▶ **GIVEN EXERCISE**
What follows are records. Restate all of them word for word.

▶ **Source data**
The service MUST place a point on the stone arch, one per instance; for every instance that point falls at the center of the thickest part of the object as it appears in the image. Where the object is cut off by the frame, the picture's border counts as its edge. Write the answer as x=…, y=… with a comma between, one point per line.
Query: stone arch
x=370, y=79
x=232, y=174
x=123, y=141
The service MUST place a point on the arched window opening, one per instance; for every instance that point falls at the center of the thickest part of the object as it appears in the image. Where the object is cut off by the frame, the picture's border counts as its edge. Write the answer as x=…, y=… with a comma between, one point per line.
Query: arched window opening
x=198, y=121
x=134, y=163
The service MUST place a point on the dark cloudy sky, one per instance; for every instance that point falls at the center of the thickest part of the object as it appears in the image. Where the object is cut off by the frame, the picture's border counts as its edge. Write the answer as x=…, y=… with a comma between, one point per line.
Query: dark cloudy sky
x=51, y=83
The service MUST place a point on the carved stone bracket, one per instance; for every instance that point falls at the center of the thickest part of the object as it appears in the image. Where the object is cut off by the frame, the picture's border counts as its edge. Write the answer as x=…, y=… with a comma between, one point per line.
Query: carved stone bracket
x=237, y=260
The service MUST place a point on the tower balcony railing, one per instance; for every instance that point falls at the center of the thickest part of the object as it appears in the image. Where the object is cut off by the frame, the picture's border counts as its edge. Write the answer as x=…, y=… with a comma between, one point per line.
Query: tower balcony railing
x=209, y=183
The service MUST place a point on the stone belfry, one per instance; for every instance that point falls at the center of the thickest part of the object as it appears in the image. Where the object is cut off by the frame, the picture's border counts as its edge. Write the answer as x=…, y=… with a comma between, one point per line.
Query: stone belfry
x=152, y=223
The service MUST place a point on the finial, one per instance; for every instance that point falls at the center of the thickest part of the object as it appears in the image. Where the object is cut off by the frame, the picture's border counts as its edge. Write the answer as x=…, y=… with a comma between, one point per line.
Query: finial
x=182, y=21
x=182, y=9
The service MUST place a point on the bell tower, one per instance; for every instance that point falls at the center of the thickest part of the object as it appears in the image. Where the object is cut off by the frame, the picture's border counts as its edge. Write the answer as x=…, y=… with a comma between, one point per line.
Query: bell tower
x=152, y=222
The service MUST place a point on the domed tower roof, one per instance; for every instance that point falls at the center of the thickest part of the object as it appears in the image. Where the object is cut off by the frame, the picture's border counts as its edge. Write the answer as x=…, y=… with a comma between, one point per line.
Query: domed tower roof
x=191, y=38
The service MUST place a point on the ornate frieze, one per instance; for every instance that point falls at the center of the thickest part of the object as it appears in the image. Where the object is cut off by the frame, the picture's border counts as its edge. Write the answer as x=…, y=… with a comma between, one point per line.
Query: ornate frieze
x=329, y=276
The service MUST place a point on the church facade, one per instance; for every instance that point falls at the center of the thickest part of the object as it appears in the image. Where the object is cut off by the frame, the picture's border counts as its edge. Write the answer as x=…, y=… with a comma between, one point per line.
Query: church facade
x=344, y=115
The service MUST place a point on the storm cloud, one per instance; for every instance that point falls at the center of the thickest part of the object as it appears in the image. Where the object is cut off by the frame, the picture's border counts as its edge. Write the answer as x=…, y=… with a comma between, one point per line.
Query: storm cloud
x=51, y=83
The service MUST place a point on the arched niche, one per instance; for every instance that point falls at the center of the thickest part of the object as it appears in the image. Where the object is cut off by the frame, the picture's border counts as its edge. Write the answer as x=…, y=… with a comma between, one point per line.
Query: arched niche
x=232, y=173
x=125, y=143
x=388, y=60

▶ **EXERCISE SOLUTION**
The service MUST place a point on the stone arch, one per instance; for every instance that point falls at the center of the thickest part of the object as it appears in the image. Where the object is cut off by the frame, the picture's border counts as its edge. Write the answer as x=…, y=… with a comma between, one point per line.
Query: stone arch
x=370, y=79
x=232, y=174
x=123, y=141
The service MUST place a point on the arched window opening, one per instance; for every instance that point falls at the center of the thickest part of the object as it appears in the image. Where the object is cut off by the frame, the picture's border counts as its edge. Write the answer as x=…, y=… with a comma between, one point per line.
Query: arched window opening
x=198, y=121
x=134, y=163
The service MUST place a point on the dark cloudy sky, one per instance; for every instance that point falls at the center of the thickest part of the object as it appears in the image. Where the object is cut off by the frame, the picture's border counts as its edge. Write the answer as x=…, y=… with a comma between, one point per line.
Query: dark cloudy sky
x=51, y=83
The service MUST place a point on the carved stone bracket, one per instance; for every instance that point falls at the center of the thickest part of the object as it appears in the image. Where the object is cut off by the frame, the picture's border counts as its edge. Write the answer as x=…, y=… with a comma between, one point per line.
Query: carved stone bracket
x=237, y=260
The service MUST place a point on the tower balcony railing, one per instance; for every instance that point falls at the center of the thickest part of the object as it appears in the image. Where the object is cut off by the frame, the picture's border counts as its edge. Write the answer as x=…, y=… with a comma between, one point per line.
Query: tower balcony railing
x=209, y=183
The service MUST place a point on the stone belfry, one per instance; for every instance that point falls at the center of the thickest part of the object as it appears in the image. Where the object is cut off by the frame, the picture's border counts as its edge. Write the answer as x=…, y=… with a comma between, one point per line.
Query: stone belfry
x=152, y=223
The service MUST place a point on the finial, one per instance; for every instance that point falls at the center of the thickest part of the object as it appears in the image. Where the object is cut off by the frame, the picture's border counts as its edge. Write the answer as x=…, y=… with a comma between, one point per line.
Query: finial
x=182, y=21
x=182, y=9
The service MUST place a point on the bell tower, one per instance; for every instance that point falls at the center of the thickest part of the object as it appears in the image. Where the object is cut off by the frame, the picture's border counts as its edge. Write the answer as x=…, y=… with a comma between, one point per line.
Query: bell tower
x=152, y=222
The service MUST place a point on the domed tower roof, one per instance; for every instance that point falls at the center of the thickest part of the object as it appears in the image. Where the object is cut off by the frame, the picture's border counts as its edge. Write the answer as x=…, y=… with a comma between, one point per line.
Query: domed tower roof
x=191, y=38
The service MUST place a point on the ornate frieze, one per instance; for every instance that point falls at the center of the thickest part of the object as it appears in the image. Where the object is cut off by the frame, the picture's border counts as its edge. Write the answer as x=…, y=… with a comma between, one point per line.
Query: ornate frieze
x=329, y=276
The service MUST place a point on the church facade, one per instance; for every instance that point falls at the center of the thickest part of the object as it appears in the image. Where the object is cut off by the frame, the picture's border counts as its edge. Write the answer as x=…, y=… with a comma between, one point per line.
Query: church facade
x=344, y=115
The service MUST place a point on the storm cloud, one per instance; for every instance that point falls at the center of the thickest part of the object as it appears in the image. Where the object is cut off by the frame, the picture's border counts as its edge. Write the answer as x=…, y=… with a comma between, one point per line.
Query: storm cloud
x=51, y=83
The service MUST place a point on the arched niche, one per instance; for every instance that point falls at the center of the thickest part of the object as it appears in the image. Where the object is cut off by the frame, the picture's border counts as its edge. Write the answer as x=…, y=… with a comma between, one point per line.
Query: arched niche
x=232, y=173
x=125, y=143
x=388, y=60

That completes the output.